━━━━━ 提示文
第 Ⅲ 部 戦後編―会員の新たな活動の足跡
Z会は戦争で4名の友を失った。しかしその他の多くは軍務から解放され、既に軍務を免れていた者と、それぞれの人生に向かうことになった。しかし陸海軍に直接就職していた者、敗戦により禁止された航空関係の仕事、外地の企業や大学に就職していた者は、いずれも帰るべき職場を失った。その数は前記の就職先について見ると14名になる。
また軍需に依存していた企業で、事業の極端な縮小を行った者、戦災により勤務困難な者、外地にあって帰国が遅れたりして、実質的に復職できなかった者もいる。
しかし多くは日本復興のため、またそれぞれの人生の構築のため、戦後の困難な生活環境の中、歯を食いしばって活動を始めた。
官庁エコノミストとしてまず名を挙げた後藤誉之助
後藤は戦後外務省から、新設の経済安定本部に移り、大来佐武郎の下で経済調査を続け、毎年の『経済白書』の作成に携わった。後に調査課長となってからは、自ら主筆として完成した昭和31年度の白書の主題として掲げた「もはや戦後でない」の語は、広く社会にアピールして流行語になり、後藤の名とともに世に残されている。
その後、初代の景気観測官としてワシントン在米大使館に勤めたが、この時期から健康が思わしくなかったのであろうか、帰国後昭和35年に急逝した。大来氏のその後の活躍を見るにつけ、惜しい人物を失った感が深い。
思い出
彼は警句が得意だった。正門前から一緒に市電に乗ろうとしたら、電車がサッサと出ていった。後藤曰く「畜生『シリーズ』にして行ってしまいやがった」と。当時の彼はやはり電気屋であった。
学界・教育界で活躍した人々
本郷の第一工学部にいた滝 保夫は、戦後実現が目前に迫っていたテレビジョン放送に関する基礎から信号方式、雑音ならびにテレビ信号の符号化など幅広い研究を「電気通信学会」、新設された「テレビジョン学会」の中核の一人となって大活躍した。その功績により、2学会の功績賞を受けたほか会長も務めている。また「電波の日」郵政大臣表彰、日本放送協会文化賞を受けているが、ハイライトというべきは、日本のテレビの生みの親・高柳健次郎先生を記念する「高柳記念賞」を没後受けるという、異例の表彰を受けた。また教育者として数多くのテレビ関係技術者を世に送り出している。東大定年後は理科大学に移り、工学部第一部長を、また定年後請われて基礎工学部新設に尽力、学部長も務めている。
ある友人彼を評して「暖かくてノーブル」といった。70歳を前にして世を去られたのが惜しまれる。
齋藤成文は千葉の第二工学部に戻り、教育に打ち込んだが、組織の改変により、生産技術研究所に改組されてからは、戦前から引き続いてのマイクロ波通信、特に宇宙通信に不可欠な低雑音受信の研究に打ち込んだ。宇宙開発が始まると鹿児島県内之浦での打ち上げの仕事にも携わった。日本初の人口衛星「おおすみ」の打ち上げを始め、多くの科学衛星の開発などを手掛け、日本の宇宙開発で大きな役割を果たした。政府の宇宙開発委員会委員にも就任し、行政にも参画した。これら我が国の宇宙開発初期の自らの体験を『日本宇宙開発物語』及び『宇宙開発秘話』(三田出版会)として執筆した。平成10年には宇宙電子工学への貢献により、文化功労者として顕彰される栄に浴した。
━━━━━━━━━━
━━━━━ 提供情報
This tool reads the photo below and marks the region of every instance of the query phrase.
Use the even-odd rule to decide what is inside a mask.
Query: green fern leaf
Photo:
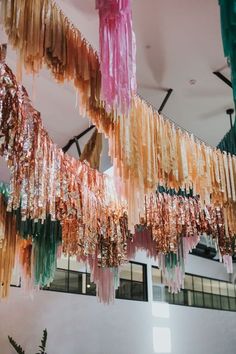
━━━━━━━━━━
課題 1: 提示文の次の一文を英語に訳しなさい。「しかし多くは日本復興のため、またそれぞれの人生の構築のため、戦後の困難な生活環境の中、歯を食いしばって活動を始めた。」
課題 2: Z会会員の戦後の活動を記した提示文の続きを書きなさい。

解答 1: However, many of them, for the sake of Japan's reconstruction and for building their own lives, gritted their teeth and began their work amid the harsh living conditions after the war.

解答 2:
市川真人は戦後九州工大から、名古屋大学に移り、電気加熱の分野で活躍、日本電熱協会会長も務めるなど、電熱技術の地位確立に努めた。定年後は国立豊田工専の校長として育英に当たった。
同じく名古屋出身の角 豊三は、戦後海軍から転じて神戸商船大学に職を得たが、昭和36年埼玉大学に工学部電気工学科が設けられることになり、推されてその専任教官に移り、学科の整備、教育に熱心に取組み大きな成果を挙げた。
楠 順三も戦後は東京商船大学の教官として、教育に打ち込んだ。
中村欽雄は海軍に就職していたが、戦後電機工専に就職(後に東京電機大学)、教育に尽力した。電気通信工学科の主任・工学部長・短期大学学長なども務めた。年配になって卓球に打ち込み、年配者の大会に出て、内外で大活躍をしたそうである。
飯島健一は横浜大学で、また日立製作所研究所から転じた須藤卓郎は法政大学工学部教授に転身、同じく日立製作所から転じた高林乍人は、三重大学教授から熊本工大で教育に打ち込んだ。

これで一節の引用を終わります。